DOCUMENT SEGMENT:
_ _ _

Let’s face facts: Camping is fun.
Of course, we don’t rough it like we used to with leaky tents and pop-ups. As much younger parents, we were better equipped physically and emotionally to deal with vicissitudes that came with camping on a shoe string.
As Jack Parr used to say, “I kid you not.” When we piled kids, gear and bikes into our old SUV, it was like packing sardines. With a spare tire and duffle bags tied on top and an old Volkswagen seat in the back for extra kids, we were on our way.
When gas was less than a half-dollar per gallon, we sharpened our pencils and kept track of every penny spent to get to our destination. Kaye would then lock that amount in the glove box so we would have enough to drive home. I remember once when we arrived back in Morrisonville with only enough money to buy ice cream. We pulled into our driveway with full stomachs and an empty wallet.
Our recent sojourn to Cole’s Creek near Waddington was more laid back with a 28-foot self-contained camper.

_ _ _

[Region segmentation data]
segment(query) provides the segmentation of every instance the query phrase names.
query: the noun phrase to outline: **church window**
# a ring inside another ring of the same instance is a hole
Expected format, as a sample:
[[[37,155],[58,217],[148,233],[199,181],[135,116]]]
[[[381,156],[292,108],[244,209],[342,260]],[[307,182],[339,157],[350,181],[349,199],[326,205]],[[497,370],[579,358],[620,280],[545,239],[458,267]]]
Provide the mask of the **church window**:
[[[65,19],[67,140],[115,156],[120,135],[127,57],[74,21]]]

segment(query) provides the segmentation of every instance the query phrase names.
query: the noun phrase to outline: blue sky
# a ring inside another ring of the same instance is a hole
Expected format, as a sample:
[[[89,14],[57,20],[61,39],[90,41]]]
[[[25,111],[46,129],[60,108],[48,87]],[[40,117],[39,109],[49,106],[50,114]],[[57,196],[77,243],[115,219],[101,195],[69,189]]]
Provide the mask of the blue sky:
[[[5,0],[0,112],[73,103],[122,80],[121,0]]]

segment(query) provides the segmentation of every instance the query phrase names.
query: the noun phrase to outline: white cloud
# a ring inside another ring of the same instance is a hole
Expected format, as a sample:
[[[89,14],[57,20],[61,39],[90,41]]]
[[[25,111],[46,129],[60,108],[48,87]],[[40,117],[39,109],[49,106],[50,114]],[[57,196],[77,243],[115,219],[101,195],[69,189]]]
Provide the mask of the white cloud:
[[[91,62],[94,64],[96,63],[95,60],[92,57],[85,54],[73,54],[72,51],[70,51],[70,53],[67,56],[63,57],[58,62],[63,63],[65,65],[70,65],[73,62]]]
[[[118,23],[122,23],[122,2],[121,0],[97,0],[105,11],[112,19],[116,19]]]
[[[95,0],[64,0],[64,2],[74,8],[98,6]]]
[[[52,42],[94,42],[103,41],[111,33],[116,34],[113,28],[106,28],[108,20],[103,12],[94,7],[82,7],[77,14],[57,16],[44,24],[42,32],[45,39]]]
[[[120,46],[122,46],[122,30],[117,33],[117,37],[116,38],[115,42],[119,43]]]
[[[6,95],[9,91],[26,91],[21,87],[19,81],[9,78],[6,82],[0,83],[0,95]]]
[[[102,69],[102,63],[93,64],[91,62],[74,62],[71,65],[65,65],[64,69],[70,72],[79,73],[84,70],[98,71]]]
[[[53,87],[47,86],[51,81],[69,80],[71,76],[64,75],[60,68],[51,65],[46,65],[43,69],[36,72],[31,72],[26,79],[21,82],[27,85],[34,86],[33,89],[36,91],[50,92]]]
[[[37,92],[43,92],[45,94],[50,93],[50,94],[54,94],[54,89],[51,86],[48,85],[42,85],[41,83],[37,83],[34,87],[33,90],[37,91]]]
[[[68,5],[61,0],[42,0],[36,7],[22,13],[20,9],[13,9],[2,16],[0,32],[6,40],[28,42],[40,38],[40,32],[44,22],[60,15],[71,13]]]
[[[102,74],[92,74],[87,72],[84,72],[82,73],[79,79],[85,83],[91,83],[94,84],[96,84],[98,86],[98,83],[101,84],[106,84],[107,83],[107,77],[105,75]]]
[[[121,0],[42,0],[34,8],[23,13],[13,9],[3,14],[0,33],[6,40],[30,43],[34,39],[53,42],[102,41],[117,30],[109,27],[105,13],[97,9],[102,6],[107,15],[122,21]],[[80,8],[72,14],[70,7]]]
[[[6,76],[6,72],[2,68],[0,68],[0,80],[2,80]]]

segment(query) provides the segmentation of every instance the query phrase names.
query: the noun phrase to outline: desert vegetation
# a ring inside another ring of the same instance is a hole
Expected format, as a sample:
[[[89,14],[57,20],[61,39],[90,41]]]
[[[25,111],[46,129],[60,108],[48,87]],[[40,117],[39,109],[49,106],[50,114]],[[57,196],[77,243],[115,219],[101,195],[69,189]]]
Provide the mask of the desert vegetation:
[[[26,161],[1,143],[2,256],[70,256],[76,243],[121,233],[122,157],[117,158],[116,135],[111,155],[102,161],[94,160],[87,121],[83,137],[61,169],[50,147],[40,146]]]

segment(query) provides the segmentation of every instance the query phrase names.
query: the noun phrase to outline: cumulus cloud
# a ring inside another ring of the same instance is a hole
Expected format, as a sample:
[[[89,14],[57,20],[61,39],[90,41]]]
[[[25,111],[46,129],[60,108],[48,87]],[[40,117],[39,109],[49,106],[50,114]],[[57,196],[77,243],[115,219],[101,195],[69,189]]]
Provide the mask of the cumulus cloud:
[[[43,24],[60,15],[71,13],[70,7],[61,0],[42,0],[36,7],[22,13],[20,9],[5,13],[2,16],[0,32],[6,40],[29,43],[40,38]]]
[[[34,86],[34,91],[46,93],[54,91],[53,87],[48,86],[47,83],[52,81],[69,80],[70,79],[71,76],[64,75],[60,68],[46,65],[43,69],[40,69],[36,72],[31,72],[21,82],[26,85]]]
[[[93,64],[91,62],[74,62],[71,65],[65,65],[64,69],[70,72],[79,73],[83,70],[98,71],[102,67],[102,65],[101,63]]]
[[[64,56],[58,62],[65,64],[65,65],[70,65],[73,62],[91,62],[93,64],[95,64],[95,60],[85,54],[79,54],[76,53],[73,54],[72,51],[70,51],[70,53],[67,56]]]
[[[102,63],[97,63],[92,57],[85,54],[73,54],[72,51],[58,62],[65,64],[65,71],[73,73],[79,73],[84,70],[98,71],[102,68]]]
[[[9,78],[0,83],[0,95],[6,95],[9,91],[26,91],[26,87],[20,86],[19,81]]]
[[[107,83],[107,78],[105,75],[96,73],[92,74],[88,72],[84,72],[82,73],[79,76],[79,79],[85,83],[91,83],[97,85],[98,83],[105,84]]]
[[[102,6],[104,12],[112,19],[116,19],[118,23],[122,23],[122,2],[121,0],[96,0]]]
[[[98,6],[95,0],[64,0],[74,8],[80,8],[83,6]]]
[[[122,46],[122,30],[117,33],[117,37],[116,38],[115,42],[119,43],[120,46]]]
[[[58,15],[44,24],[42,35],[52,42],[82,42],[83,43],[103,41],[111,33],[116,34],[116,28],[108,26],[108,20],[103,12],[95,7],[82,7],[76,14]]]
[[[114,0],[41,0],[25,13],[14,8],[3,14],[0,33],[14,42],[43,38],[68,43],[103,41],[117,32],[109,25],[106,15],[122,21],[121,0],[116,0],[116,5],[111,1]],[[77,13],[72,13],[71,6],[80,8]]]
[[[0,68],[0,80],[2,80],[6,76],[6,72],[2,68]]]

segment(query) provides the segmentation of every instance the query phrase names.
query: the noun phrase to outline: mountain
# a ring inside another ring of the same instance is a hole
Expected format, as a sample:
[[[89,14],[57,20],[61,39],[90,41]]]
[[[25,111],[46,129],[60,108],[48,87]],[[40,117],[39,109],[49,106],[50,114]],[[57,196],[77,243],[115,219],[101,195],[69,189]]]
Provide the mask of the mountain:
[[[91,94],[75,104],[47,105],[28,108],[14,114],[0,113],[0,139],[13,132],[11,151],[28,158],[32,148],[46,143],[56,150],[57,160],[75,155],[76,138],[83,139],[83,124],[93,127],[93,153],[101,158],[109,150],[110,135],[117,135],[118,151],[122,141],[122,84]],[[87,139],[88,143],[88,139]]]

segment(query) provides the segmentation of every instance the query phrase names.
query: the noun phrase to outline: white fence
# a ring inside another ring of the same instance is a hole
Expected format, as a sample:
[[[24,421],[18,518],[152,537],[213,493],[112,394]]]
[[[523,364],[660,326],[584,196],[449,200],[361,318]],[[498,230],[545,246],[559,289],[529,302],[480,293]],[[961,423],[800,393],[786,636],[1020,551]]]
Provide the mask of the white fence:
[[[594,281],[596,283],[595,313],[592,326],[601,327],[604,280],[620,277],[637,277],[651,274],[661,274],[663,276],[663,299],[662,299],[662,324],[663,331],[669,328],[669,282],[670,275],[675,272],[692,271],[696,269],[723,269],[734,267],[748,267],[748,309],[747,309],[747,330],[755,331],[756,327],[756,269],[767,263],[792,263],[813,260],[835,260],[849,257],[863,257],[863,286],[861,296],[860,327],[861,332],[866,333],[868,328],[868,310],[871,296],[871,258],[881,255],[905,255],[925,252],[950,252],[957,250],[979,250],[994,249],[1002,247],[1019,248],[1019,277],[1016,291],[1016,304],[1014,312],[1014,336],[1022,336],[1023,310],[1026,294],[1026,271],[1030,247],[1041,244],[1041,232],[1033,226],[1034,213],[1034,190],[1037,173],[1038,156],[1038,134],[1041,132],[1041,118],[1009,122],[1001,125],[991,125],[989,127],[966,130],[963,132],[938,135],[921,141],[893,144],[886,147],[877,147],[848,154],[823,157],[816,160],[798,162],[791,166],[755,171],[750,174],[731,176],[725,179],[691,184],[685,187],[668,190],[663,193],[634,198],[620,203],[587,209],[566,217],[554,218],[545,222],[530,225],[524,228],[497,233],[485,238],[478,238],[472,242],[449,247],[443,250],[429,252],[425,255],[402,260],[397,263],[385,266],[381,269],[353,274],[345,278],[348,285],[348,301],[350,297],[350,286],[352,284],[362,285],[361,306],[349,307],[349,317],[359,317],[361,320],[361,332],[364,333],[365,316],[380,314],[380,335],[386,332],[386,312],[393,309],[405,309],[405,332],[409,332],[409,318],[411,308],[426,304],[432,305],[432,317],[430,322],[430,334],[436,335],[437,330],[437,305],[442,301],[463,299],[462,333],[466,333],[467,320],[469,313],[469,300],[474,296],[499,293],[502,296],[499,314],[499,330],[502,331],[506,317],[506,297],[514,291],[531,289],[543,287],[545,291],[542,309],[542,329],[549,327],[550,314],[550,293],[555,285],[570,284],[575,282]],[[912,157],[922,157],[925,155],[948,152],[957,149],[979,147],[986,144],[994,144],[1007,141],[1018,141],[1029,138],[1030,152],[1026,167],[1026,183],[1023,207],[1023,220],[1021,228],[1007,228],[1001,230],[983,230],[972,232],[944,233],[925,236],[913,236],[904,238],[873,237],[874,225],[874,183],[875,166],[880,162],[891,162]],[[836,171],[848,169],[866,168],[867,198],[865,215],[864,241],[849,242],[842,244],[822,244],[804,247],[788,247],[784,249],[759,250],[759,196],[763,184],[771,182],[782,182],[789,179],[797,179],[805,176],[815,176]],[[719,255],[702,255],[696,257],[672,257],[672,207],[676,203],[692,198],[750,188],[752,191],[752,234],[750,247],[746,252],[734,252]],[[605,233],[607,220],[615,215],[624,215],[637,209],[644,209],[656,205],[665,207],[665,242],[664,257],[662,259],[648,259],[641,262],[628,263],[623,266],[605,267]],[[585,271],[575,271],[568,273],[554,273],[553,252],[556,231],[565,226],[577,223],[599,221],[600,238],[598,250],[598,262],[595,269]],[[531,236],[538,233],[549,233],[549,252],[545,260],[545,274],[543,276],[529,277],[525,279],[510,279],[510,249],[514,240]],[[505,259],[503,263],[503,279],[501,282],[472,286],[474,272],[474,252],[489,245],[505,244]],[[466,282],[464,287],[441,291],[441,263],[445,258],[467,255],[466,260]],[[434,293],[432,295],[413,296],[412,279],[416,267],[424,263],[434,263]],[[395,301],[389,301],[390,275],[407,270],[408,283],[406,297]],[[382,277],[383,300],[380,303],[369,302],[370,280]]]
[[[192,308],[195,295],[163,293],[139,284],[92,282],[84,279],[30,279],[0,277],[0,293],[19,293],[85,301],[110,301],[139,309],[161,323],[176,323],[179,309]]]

_ _ _

REQUIRED ACTIONS:
1) In the camping essay, change "shoe string" to "tight budget" and write out the passage from "Of course, we" to "a shoe string.".
2) How long was the camper used for the trip to Cole's Creek, according to the camping essay?
3) Name every place mentioned in the camping essay.

ANSWER LIST:
1)
Of course, we don’t rough it like we used to with leaky tents and pop-ups. As much younger parents, we were better equipped physically and emotionally to deal with vicissitudes that came with camping on a tight budget.

2) It was 28 feet long.

3) Morrisonville, Cole's Creek, Waddington